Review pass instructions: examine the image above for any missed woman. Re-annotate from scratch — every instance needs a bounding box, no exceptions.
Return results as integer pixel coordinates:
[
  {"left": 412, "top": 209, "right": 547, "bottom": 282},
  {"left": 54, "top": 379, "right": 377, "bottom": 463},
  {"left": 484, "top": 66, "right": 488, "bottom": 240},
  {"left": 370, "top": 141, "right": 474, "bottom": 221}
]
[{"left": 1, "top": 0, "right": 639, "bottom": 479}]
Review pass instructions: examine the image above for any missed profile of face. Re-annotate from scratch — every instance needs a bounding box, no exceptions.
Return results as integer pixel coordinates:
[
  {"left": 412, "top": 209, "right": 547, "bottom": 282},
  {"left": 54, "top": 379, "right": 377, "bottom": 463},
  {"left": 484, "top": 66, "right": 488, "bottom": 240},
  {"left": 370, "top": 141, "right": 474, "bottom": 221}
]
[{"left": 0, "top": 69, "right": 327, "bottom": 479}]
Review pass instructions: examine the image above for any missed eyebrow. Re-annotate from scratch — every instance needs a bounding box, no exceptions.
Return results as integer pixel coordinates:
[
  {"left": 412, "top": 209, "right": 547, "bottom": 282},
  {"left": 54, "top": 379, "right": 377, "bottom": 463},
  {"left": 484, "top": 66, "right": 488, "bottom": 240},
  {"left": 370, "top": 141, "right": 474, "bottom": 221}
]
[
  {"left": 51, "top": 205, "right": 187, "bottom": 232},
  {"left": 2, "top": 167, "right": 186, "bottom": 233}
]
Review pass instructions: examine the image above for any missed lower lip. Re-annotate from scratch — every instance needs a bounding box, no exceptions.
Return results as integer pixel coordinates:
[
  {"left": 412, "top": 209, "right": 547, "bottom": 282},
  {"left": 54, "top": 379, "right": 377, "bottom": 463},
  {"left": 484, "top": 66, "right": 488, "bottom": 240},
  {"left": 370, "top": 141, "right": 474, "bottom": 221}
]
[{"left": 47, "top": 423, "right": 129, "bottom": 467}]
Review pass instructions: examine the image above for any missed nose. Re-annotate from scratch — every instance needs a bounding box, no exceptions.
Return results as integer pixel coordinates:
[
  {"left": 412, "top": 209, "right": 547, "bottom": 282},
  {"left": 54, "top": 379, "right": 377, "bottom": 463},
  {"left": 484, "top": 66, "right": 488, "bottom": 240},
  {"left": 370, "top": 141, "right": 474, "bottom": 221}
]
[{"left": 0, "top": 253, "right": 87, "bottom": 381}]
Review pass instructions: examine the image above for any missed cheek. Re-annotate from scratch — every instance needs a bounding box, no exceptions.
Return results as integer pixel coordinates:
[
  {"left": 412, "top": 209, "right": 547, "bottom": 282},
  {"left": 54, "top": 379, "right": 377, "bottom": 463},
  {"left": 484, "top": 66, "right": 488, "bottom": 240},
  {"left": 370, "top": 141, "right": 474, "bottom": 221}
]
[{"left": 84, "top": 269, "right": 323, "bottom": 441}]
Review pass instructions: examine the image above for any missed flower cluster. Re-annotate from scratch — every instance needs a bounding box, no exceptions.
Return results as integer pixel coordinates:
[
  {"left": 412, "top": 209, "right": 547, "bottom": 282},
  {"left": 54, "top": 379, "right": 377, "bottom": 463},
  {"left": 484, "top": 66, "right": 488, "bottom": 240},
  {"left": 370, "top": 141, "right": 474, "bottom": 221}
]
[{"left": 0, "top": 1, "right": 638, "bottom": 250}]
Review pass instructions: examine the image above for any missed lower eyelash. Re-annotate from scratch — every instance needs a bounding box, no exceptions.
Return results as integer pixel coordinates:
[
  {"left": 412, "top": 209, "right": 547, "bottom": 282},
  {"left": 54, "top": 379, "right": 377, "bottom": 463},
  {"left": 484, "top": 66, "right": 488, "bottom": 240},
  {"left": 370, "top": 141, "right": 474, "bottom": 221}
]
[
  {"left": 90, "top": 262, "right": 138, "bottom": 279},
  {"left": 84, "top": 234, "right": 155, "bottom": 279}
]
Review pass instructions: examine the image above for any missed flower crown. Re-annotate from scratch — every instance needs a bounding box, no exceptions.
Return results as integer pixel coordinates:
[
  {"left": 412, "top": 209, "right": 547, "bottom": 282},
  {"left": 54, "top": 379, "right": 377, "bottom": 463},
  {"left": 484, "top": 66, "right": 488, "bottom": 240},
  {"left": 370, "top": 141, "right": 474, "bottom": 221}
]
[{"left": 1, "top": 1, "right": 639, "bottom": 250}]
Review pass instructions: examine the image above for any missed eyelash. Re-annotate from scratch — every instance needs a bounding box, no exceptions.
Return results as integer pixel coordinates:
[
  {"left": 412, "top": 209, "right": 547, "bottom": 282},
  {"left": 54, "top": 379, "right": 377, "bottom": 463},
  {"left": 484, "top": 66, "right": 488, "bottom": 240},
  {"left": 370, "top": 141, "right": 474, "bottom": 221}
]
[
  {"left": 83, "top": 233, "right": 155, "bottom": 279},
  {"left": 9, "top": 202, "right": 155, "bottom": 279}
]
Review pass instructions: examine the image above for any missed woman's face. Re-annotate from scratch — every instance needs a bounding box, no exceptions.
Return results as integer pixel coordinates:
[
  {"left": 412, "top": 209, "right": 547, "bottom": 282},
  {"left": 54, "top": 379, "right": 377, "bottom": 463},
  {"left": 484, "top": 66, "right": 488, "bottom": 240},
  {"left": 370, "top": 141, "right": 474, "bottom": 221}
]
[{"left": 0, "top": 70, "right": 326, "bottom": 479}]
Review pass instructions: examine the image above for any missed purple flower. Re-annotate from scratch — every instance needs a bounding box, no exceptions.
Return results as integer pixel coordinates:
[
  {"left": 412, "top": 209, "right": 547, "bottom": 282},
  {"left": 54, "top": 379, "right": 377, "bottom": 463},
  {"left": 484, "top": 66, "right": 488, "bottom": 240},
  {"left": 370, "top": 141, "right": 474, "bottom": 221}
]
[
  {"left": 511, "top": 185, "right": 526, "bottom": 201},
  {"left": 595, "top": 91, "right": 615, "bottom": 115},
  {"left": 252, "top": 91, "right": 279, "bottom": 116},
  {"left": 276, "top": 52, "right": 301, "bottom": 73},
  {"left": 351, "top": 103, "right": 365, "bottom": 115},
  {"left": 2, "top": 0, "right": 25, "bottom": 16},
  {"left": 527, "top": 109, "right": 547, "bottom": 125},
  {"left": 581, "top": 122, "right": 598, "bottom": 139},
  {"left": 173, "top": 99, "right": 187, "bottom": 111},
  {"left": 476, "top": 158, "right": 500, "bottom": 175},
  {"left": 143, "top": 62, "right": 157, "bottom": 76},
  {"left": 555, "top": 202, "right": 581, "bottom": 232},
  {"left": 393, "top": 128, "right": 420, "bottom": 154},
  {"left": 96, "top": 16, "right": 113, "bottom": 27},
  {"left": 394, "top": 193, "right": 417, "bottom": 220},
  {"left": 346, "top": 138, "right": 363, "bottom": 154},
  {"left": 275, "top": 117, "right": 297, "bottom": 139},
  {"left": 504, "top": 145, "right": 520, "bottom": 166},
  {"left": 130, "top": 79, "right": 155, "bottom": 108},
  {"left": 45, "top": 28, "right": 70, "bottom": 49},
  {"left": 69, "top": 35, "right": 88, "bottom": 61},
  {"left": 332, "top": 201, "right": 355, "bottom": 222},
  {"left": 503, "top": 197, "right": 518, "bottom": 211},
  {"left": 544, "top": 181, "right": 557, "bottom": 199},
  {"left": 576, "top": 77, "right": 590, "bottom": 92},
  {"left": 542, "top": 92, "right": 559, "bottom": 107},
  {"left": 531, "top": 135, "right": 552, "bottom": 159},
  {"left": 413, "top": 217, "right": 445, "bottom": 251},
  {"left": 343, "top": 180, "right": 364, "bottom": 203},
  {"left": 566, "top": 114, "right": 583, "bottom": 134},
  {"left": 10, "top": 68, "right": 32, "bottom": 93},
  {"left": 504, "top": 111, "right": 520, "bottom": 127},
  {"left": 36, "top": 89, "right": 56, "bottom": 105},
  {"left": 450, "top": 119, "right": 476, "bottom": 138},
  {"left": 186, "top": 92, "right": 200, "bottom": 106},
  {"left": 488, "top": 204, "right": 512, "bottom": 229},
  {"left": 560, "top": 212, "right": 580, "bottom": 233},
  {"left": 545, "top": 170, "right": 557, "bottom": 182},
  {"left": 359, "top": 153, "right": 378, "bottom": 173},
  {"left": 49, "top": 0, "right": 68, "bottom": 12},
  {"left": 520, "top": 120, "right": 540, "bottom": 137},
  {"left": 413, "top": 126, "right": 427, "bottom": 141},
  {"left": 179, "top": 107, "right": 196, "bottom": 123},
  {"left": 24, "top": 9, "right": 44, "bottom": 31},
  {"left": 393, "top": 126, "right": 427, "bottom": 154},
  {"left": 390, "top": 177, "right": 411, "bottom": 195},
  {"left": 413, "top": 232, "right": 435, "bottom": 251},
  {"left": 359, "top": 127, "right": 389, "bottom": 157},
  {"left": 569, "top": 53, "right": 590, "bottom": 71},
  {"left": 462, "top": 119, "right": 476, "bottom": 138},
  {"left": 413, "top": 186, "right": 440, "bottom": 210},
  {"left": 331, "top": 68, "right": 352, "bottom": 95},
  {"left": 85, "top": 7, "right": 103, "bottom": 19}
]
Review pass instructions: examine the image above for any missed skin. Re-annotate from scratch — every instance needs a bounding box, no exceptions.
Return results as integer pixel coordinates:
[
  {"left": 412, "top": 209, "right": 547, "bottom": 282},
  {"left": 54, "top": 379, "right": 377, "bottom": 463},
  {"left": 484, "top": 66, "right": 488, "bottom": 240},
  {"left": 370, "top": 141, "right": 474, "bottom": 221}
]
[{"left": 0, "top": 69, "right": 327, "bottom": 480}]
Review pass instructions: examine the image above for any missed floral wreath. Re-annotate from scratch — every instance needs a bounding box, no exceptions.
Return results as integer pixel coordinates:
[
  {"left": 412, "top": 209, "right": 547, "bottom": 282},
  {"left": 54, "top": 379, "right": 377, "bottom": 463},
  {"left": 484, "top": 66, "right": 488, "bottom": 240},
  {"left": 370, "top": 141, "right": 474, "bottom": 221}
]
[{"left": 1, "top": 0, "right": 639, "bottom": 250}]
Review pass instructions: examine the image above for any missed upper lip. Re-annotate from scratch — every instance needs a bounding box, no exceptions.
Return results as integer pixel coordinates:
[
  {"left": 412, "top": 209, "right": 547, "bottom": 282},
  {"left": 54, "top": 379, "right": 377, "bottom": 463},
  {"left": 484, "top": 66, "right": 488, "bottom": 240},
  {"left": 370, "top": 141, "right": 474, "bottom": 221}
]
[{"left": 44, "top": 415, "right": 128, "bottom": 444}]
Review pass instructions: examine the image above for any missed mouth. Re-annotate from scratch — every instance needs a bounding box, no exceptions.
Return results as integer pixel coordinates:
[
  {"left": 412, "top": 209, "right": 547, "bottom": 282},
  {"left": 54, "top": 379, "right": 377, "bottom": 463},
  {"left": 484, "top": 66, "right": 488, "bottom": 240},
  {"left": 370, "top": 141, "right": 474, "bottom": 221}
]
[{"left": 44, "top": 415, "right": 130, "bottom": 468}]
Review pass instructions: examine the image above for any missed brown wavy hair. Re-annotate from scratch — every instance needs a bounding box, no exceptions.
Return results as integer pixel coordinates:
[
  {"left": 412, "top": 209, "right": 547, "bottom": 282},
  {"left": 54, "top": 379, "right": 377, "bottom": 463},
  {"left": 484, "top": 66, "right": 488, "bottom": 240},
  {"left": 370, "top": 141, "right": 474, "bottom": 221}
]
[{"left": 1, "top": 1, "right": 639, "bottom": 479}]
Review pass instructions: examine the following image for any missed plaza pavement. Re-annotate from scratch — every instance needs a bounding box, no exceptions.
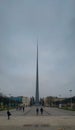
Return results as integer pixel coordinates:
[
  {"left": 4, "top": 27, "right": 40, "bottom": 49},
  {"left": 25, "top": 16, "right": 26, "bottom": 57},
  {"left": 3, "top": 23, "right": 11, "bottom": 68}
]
[{"left": 0, "top": 106, "right": 75, "bottom": 130}]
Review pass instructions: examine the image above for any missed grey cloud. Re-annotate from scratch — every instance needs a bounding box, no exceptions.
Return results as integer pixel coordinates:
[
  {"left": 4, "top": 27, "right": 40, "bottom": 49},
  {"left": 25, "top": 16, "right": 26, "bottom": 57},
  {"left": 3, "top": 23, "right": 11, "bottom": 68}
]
[{"left": 0, "top": 0, "right": 75, "bottom": 97}]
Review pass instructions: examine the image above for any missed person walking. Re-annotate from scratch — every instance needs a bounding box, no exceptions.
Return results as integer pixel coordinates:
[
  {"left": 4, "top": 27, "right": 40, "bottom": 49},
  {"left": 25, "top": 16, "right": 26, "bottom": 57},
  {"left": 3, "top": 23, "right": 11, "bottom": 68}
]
[
  {"left": 40, "top": 107, "right": 43, "bottom": 115},
  {"left": 7, "top": 110, "right": 11, "bottom": 120},
  {"left": 23, "top": 106, "right": 25, "bottom": 112},
  {"left": 36, "top": 108, "right": 39, "bottom": 115}
]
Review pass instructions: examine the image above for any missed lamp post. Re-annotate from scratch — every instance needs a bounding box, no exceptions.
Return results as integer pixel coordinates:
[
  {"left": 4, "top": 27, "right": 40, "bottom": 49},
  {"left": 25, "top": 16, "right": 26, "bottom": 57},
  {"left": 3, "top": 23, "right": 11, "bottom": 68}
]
[
  {"left": 9, "top": 94, "right": 11, "bottom": 108},
  {"left": 69, "top": 90, "right": 72, "bottom": 109},
  {"left": 59, "top": 94, "right": 61, "bottom": 108}
]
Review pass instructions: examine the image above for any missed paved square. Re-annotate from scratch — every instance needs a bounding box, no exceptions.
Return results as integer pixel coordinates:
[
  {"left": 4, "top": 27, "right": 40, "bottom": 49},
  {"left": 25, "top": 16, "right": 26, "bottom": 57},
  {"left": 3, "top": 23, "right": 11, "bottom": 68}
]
[{"left": 0, "top": 107, "right": 75, "bottom": 130}]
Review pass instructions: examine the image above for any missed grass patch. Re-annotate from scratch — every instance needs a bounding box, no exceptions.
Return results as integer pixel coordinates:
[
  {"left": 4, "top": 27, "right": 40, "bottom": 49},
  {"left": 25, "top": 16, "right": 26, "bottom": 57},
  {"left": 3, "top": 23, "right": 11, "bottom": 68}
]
[
  {"left": 60, "top": 107, "right": 75, "bottom": 111},
  {"left": 0, "top": 107, "right": 15, "bottom": 111}
]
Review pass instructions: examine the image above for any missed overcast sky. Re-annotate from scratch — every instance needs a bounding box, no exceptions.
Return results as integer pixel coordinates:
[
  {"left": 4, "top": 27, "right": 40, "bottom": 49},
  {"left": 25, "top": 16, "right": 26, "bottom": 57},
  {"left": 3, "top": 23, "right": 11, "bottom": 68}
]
[{"left": 0, "top": 0, "right": 75, "bottom": 98}]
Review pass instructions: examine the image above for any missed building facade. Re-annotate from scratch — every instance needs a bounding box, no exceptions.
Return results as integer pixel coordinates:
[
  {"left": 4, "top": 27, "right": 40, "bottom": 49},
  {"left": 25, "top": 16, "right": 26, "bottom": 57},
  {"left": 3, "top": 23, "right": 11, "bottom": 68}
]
[{"left": 22, "top": 96, "right": 30, "bottom": 106}]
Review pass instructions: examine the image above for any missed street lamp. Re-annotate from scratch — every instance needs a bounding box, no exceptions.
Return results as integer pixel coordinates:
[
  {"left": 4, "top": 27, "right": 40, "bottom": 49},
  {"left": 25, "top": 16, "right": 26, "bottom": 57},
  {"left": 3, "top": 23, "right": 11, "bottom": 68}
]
[
  {"left": 59, "top": 94, "right": 62, "bottom": 108},
  {"left": 8, "top": 94, "right": 11, "bottom": 108},
  {"left": 69, "top": 90, "right": 72, "bottom": 109}
]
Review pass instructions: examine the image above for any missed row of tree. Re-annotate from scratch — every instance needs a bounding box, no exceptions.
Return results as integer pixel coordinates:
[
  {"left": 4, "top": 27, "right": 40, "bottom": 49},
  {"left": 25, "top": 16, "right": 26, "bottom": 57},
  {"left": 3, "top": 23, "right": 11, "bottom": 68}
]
[{"left": 0, "top": 96, "right": 21, "bottom": 109}]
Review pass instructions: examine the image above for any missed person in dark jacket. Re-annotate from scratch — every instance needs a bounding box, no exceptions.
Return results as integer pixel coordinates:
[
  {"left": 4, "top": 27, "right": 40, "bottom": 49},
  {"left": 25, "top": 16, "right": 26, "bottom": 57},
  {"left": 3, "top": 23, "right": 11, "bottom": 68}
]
[
  {"left": 36, "top": 108, "right": 39, "bottom": 115},
  {"left": 40, "top": 107, "right": 43, "bottom": 115},
  {"left": 23, "top": 106, "right": 25, "bottom": 112},
  {"left": 7, "top": 110, "right": 11, "bottom": 120}
]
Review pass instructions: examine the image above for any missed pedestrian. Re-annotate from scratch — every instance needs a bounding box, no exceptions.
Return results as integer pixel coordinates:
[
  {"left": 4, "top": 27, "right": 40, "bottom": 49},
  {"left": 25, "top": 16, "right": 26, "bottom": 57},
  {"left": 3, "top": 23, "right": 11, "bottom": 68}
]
[
  {"left": 36, "top": 108, "right": 39, "bottom": 115},
  {"left": 7, "top": 110, "right": 11, "bottom": 120},
  {"left": 40, "top": 107, "right": 43, "bottom": 115},
  {"left": 23, "top": 106, "right": 25, "bottom": 112}
]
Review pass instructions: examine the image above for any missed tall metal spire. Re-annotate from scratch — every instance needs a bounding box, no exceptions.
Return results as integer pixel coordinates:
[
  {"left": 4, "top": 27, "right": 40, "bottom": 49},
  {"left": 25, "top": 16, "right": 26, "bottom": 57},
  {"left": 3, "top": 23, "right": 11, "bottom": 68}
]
[{"left": 35, "top": 40, "right": 39, "bottom": 105}]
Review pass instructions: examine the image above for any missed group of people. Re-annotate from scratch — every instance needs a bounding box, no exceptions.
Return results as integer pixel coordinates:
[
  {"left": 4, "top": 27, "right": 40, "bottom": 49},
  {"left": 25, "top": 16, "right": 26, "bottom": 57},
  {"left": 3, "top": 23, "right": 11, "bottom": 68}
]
[
  {"left": 7, "top": 107, "right": 44, "bottom": 120},
  {"left": 36, "top": 107, "right": 43, "bottom": 115},
  {"left": 16, "top": 106, "right": 25, "bottom": 112}
]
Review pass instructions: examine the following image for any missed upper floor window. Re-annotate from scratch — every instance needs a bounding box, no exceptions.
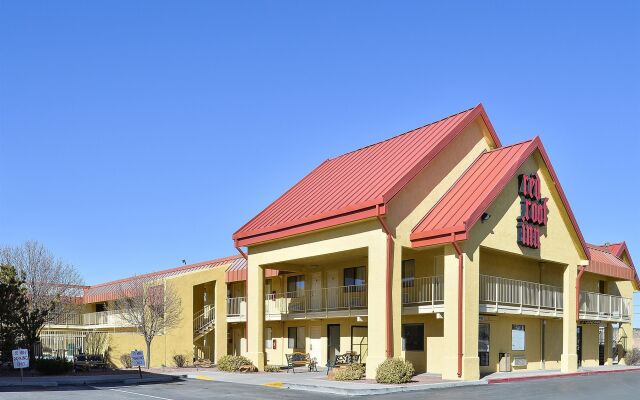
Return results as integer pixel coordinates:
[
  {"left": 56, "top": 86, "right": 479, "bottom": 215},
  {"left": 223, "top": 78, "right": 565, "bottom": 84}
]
[
  {"left": 344, "top": 266, "right": 366, "bottom": 287},
  {"left": 287, "top": 275, "right": 305, "bottom": 293}
]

● ● ●

[Assigned task] Which lines of the data contain the word "flower"? Copy each one.

[Solution for this exercise]
Review pass instructions: examine the image above for any missed flower cluster. Re-annotate from scratch — every instance needs a bounding box, no exceptions.
Review pass instructions: examine the image above for any missed flower crown. Re-annotate from scratch — every instance needs a bounding box, no exceptions.
Review pass instructions: examine the image above for any missed purple flower. Re-annotate from scratch — every instance needs a bounding box, no exceptions.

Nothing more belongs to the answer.